BEGIN RECORD EXCERPTS

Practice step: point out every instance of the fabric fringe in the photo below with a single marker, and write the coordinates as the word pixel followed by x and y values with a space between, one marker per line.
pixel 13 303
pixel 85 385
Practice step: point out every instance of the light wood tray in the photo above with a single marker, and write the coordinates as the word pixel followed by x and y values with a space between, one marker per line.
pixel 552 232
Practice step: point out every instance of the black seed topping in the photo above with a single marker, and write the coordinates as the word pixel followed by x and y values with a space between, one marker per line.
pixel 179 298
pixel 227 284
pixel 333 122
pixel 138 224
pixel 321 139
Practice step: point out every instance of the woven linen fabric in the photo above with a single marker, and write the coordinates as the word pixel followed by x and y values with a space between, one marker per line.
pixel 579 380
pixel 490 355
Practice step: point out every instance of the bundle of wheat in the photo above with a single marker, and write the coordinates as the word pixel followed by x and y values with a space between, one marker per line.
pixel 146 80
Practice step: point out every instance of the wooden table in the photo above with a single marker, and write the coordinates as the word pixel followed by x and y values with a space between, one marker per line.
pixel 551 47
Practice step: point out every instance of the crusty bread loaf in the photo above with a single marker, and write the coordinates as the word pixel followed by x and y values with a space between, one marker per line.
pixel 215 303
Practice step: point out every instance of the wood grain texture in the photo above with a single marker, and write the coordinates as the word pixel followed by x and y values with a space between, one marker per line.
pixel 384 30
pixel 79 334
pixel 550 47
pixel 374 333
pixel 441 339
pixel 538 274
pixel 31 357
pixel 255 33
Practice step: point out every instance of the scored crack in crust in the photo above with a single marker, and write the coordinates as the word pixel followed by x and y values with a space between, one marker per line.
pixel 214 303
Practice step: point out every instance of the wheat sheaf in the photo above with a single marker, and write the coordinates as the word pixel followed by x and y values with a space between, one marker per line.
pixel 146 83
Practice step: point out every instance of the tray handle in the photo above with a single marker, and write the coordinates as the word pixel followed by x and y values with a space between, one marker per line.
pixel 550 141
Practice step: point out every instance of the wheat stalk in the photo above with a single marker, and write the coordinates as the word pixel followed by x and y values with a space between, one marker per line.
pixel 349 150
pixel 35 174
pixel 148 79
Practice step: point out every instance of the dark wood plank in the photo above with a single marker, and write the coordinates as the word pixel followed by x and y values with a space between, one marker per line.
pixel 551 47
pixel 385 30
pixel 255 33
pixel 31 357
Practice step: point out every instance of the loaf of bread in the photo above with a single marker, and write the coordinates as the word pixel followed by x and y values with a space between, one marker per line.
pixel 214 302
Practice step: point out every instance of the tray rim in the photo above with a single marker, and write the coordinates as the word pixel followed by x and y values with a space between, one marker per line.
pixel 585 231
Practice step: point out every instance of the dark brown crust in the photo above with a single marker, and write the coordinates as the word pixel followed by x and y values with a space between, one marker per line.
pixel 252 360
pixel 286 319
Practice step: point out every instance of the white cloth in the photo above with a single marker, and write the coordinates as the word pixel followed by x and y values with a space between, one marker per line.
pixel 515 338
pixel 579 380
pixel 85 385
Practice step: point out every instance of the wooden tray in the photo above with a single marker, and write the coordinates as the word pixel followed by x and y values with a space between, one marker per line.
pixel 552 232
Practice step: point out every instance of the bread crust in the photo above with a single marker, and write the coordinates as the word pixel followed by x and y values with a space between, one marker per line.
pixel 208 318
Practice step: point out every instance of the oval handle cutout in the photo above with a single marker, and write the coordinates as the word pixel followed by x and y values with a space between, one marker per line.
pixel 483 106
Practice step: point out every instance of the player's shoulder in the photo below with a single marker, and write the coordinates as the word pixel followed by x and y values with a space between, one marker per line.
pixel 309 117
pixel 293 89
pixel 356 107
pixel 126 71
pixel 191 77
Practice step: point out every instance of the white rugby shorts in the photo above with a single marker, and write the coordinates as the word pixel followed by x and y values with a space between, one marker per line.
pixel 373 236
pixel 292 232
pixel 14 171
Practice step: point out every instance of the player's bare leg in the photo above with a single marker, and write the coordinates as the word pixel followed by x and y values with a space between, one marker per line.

END RECORD EXCERPTS

WHAT YOU HAVE TO DO: Nothing but the lines from the one containing "Practice step: point out every instance of the wooden tray" to the end of the records above should appear, each copied exactly.

EXERCISE OUTPUT:
Practice step: point out every instance of the wooden tray in the photo above with a single marker, and write the coordinates as the word pixel followed by x and y values with a space between, one marker per line.
pixel 552 232
Practice step: point out every instance of the bread crust in the photo above with a single marker, and write the coordinates as the word pixel followed by x and y values with a space between, one marker per line.
pixel 208 318
Practice step: point out every instance of the oval handle cutout in the photo above with a single marker, and write the coordinates as the word pixel followed by x and y values with a space between, one marker per line.
pixel 483 106
Practice step: point out every instance of the player's shoulder in the photo below with a single marker, and write the coordinates as the word pixel followed by x and y values with a space between, one marker per line.
pixel 309 117
pixel 293 89
pixel 356 107
pixel 126 71
pixel 191 77
Practice step: point out every instance of the white rugby shorts in the photo above with a single marker, and write the coordinates as the word pixel followed by x and y values with a space between, one marker per line.
pixel 373 236
pixel 292 232
pixel 14 171
Practice step: point out every instance of the player's bare leg in the photo above with a single marker, and write the coordinates as the word pixel followed by x and y values with a space between, one marker per line.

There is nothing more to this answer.